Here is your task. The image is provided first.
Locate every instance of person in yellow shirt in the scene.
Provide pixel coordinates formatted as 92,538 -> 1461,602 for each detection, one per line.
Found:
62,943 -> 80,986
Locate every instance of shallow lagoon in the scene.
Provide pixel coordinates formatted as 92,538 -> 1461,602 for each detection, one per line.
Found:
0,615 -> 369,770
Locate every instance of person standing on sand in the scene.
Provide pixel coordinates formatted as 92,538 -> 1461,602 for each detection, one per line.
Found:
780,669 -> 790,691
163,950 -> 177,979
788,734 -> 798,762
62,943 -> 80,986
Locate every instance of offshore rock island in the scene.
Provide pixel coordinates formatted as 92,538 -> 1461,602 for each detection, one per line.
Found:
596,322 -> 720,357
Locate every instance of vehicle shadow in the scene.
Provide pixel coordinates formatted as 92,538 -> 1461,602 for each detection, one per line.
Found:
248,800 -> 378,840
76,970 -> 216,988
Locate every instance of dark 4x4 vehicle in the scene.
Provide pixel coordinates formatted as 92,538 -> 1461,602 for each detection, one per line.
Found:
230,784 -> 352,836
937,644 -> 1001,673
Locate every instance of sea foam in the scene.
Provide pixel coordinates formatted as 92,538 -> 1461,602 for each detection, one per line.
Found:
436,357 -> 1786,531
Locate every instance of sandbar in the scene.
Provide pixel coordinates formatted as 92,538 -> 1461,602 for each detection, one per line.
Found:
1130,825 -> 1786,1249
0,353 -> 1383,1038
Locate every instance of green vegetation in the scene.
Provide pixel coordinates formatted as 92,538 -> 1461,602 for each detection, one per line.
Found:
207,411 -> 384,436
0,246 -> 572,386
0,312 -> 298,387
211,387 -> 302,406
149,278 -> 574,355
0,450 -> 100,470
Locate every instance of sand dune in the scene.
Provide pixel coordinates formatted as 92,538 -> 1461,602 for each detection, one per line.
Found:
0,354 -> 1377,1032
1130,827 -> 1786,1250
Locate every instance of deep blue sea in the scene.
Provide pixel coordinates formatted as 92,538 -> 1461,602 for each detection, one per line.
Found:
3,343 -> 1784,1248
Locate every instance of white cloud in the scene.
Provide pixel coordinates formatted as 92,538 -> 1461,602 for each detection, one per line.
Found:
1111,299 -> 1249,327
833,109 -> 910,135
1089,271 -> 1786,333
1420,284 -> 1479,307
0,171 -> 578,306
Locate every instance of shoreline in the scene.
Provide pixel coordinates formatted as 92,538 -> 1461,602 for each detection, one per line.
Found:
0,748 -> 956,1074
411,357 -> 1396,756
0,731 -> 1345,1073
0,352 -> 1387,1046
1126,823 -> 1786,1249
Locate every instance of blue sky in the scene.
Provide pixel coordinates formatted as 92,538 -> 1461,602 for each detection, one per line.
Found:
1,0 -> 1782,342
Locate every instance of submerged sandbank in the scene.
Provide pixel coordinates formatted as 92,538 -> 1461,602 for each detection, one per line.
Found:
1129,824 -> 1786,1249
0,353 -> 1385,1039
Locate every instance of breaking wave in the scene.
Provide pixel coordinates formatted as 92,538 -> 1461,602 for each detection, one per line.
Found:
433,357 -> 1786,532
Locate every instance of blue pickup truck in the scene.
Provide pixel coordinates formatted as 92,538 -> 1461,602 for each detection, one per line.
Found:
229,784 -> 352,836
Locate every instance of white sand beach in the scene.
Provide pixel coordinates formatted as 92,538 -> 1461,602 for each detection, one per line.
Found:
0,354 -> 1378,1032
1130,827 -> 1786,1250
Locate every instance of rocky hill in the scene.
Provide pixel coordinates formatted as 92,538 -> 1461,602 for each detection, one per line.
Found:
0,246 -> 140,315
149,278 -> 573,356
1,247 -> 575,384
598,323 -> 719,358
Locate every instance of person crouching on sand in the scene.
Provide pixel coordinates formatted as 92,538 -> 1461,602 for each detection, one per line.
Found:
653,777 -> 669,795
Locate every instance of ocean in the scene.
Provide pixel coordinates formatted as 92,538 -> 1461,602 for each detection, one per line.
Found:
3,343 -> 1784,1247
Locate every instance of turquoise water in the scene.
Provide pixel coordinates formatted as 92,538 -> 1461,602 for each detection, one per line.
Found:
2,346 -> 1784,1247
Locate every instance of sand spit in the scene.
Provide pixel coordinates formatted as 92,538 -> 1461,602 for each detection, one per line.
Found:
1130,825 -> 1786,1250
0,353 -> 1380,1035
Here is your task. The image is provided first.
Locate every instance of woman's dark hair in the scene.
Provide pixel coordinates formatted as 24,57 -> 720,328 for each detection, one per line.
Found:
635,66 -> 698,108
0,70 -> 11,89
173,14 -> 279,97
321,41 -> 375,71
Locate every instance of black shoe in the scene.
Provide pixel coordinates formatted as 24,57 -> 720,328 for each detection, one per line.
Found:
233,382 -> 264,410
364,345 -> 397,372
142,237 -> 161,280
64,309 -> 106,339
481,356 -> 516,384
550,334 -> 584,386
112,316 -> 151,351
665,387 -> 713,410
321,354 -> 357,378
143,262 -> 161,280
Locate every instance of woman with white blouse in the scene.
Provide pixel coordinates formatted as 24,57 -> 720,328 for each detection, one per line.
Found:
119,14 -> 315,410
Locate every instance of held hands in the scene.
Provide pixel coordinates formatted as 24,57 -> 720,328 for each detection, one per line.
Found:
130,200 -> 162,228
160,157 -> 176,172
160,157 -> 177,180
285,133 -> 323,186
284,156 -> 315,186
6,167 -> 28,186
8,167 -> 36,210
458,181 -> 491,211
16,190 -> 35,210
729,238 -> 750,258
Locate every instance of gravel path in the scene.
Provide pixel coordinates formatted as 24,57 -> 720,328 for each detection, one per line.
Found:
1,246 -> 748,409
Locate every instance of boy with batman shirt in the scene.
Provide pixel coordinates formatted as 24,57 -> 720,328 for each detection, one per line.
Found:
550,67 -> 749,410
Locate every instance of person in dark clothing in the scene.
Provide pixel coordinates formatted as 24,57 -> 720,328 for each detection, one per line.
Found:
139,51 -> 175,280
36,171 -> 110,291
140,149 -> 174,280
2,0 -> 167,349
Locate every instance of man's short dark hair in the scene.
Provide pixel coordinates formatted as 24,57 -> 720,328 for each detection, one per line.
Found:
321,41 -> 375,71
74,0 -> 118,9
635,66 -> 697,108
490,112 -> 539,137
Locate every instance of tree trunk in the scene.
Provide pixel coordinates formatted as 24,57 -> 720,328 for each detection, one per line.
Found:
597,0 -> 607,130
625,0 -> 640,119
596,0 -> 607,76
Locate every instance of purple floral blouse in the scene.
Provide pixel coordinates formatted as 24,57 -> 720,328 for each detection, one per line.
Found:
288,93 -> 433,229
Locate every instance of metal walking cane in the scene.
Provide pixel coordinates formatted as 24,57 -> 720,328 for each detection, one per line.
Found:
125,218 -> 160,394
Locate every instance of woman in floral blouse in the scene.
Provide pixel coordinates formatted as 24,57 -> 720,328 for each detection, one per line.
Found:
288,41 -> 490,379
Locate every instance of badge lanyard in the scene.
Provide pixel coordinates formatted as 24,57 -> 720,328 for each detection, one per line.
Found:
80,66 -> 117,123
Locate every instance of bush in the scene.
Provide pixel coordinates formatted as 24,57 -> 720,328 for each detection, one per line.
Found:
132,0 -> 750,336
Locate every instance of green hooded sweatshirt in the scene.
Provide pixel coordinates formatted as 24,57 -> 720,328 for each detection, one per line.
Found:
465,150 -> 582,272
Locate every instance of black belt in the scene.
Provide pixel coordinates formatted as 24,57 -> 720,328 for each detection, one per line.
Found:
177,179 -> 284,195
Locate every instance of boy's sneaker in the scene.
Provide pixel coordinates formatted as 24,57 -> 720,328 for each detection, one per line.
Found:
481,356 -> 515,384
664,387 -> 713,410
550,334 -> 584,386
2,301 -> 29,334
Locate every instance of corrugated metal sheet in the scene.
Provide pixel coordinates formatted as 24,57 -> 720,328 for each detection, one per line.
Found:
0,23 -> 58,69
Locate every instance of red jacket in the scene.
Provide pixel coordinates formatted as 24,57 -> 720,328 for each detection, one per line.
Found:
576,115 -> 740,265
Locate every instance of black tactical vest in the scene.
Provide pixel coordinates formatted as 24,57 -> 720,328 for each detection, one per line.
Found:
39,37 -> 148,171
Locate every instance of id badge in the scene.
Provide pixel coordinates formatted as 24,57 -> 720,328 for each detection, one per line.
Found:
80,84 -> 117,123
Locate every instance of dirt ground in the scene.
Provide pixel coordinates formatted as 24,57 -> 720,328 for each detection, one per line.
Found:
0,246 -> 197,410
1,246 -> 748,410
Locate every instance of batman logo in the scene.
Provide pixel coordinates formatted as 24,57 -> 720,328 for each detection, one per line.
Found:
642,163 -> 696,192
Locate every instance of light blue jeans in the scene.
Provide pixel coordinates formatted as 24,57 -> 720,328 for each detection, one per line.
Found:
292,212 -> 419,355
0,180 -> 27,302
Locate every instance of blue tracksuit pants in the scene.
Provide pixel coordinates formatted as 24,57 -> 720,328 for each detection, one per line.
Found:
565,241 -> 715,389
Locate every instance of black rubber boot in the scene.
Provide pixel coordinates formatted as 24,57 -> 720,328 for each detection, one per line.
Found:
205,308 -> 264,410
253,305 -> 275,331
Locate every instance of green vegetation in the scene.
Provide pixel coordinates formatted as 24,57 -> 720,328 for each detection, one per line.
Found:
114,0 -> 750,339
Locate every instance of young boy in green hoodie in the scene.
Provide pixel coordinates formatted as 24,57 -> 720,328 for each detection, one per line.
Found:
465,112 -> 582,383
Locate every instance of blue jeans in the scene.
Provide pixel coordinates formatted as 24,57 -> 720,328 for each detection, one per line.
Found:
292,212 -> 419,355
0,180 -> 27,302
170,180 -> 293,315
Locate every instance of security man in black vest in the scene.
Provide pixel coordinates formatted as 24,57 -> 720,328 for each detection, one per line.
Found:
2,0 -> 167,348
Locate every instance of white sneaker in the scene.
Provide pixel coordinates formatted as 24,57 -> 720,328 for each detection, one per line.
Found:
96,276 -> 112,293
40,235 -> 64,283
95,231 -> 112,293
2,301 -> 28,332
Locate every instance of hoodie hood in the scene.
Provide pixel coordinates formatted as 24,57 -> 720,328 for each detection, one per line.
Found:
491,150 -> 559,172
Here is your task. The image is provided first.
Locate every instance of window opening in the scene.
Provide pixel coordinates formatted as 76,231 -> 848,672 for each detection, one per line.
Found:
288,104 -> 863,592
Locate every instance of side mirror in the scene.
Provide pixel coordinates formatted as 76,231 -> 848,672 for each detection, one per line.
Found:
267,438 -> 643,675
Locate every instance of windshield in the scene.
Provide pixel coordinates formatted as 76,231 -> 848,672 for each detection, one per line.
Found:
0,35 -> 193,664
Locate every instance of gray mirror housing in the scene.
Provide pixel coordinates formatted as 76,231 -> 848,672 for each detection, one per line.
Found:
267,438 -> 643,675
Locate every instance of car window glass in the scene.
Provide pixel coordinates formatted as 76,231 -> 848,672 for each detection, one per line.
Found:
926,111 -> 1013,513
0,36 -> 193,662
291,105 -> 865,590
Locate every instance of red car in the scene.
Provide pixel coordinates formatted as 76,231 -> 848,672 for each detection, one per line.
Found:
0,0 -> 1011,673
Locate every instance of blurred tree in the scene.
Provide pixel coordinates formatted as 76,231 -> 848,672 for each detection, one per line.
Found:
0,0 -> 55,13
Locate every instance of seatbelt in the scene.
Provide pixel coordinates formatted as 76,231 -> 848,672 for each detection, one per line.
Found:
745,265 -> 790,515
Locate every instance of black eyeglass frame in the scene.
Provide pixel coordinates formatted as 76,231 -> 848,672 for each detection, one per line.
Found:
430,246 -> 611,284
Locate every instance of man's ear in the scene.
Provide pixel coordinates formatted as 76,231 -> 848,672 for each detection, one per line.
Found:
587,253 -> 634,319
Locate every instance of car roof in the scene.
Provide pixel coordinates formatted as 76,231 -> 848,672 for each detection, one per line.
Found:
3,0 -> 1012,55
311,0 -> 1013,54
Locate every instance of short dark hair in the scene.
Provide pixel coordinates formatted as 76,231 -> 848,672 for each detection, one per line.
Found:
____
Please copy, word for word, every line from the first line of the records through the line containing "Locate every instance of shallow", with both of those lines included and nothing else.

*WRITTEN SOLUTION:*
Here is your task. The image is provided first.
Locate every instance of person in yellow shirt in the scene.
Provide pixel coordinates formatted as 92,538 -> 1461,602 for each detection, one per line.
Found:
62,943 -> 80,986
Locate every instance of shallow lagoon in the scene.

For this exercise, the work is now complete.